Records shown:

----

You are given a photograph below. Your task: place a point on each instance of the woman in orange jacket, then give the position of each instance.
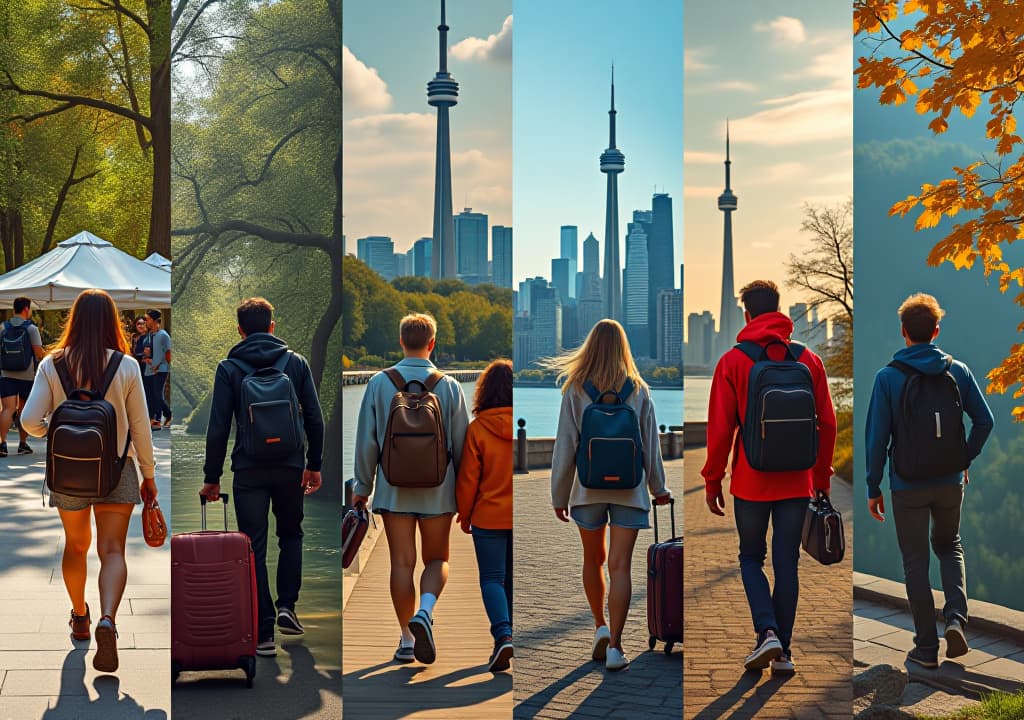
(483, 494)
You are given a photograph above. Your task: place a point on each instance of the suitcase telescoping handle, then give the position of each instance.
(672, 514)
(203, 501)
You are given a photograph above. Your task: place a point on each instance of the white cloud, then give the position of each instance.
(799, 119)
(693, 59)
(784, 30)
(496, 47)
(363, 88)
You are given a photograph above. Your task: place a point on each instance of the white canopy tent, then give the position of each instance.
(158, 260)
(53, 281)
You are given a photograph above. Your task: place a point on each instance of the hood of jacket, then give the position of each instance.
(259, 349)
(925, 357)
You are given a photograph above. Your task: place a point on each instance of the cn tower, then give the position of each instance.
(728, 321)
(612, 163)
(442, 93)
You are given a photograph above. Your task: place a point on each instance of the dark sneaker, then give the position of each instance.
(403, 653)
(105, 660)
(289, 623)
(926, 659)
(767, 649)
(955, 639)
(80, 624)
(503, 652)
(423, 646)
(783, 666)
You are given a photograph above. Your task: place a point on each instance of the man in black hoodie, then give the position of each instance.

----

The exercise: Copy the items from the line with "cloud, then give the position of each instance." up to and including the last line of the items, switching every "instance" to "occurrence" and changing nothing else.

Reply:
You are given a photograph above. Your task: place a point on each occurrence of the white cloud, then give the position of each occurrence.
(799, 119)
(693, 59)
(784, 30)
(496, 47)
(363, 88)
You are given a photograph above. Your task: place a point on each occurrence of the white canopy tent, then give the position of each occurrence.
(158, 260)
(53, 281)
You are given a photograph above. Your task: place a point on each occurrence of the hood of jacket, then give the position of each occurrence.
(259, 349)
(925, 357)
You are given a photograph above. Your task: place a point on each occurrence of the cn tower, then give the position of each occurrence.
(728, 321)
(612, 163)
(442, 93)
You are given a photograph above. Your task: place a point on each occurrence of the dark sneaker, then give the position of each occurrence.
(403, 653)
(105, 660)
(289, 623)
(926, 659)
(767, 649)
(955, 639)
(80, 624)
(503, 652)
(423, 646)
(783, 666)
You are given a photograph above. Your task: place a point on each occurrence of the man in black hoodie, then give the position of each occurrence.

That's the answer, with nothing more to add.